* _Your goal_
Each word in the data below should be copied exactly; the images should not.

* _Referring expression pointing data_

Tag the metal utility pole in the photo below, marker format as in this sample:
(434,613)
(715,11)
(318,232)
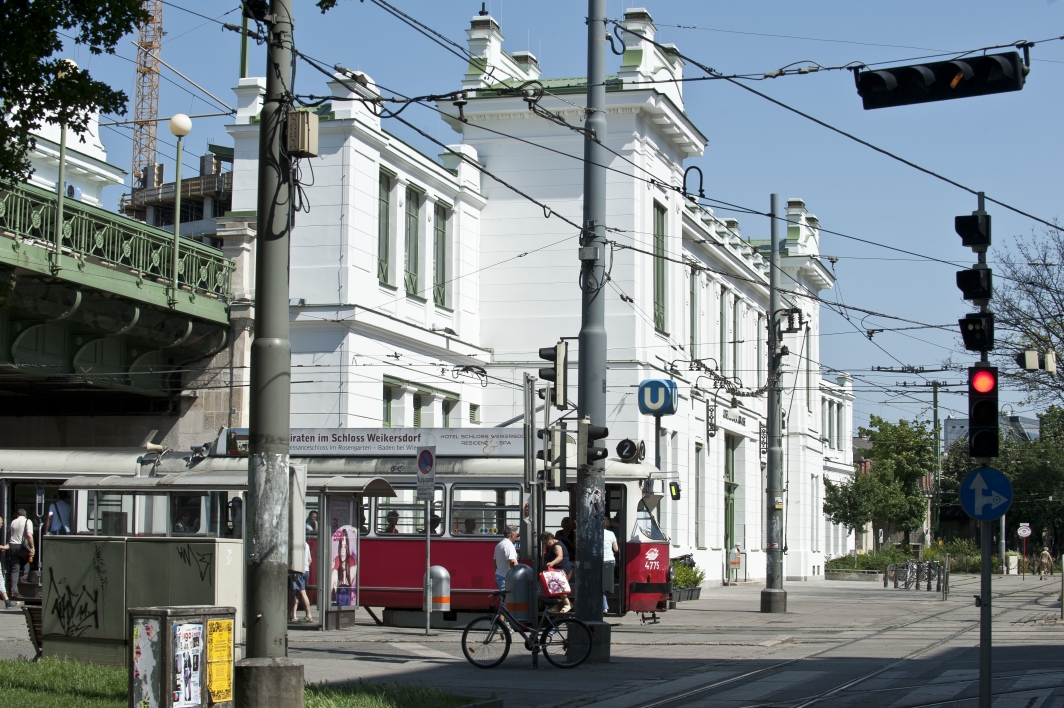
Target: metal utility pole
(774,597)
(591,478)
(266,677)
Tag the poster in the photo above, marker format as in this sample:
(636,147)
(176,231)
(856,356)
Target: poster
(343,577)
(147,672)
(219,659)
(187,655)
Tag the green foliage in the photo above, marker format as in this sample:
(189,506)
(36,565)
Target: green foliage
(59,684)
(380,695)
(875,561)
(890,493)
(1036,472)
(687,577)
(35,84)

* _Exercise output_
Tag the metal utility pole in the photo below, marker format as in this sample:
(434,613)
(715,11)
(318,232)
Target: metal utility pole
(774,597)
(591,478)
(266,677)
Tag the poster in the photo above, marker format as in this sample:
(636,147)
(176,231)
(856,356)
Target: poster
(343,577)
(147,672)
(219,659)
(187,655)
Tag the green foliage in the photo above, marker format as in this sample:
(189,506)
(36,565)
Target: green foliage
(59,684)
(380,695)
(875,561)
(890,493)
(1036,472)
(687,577)
(35,84)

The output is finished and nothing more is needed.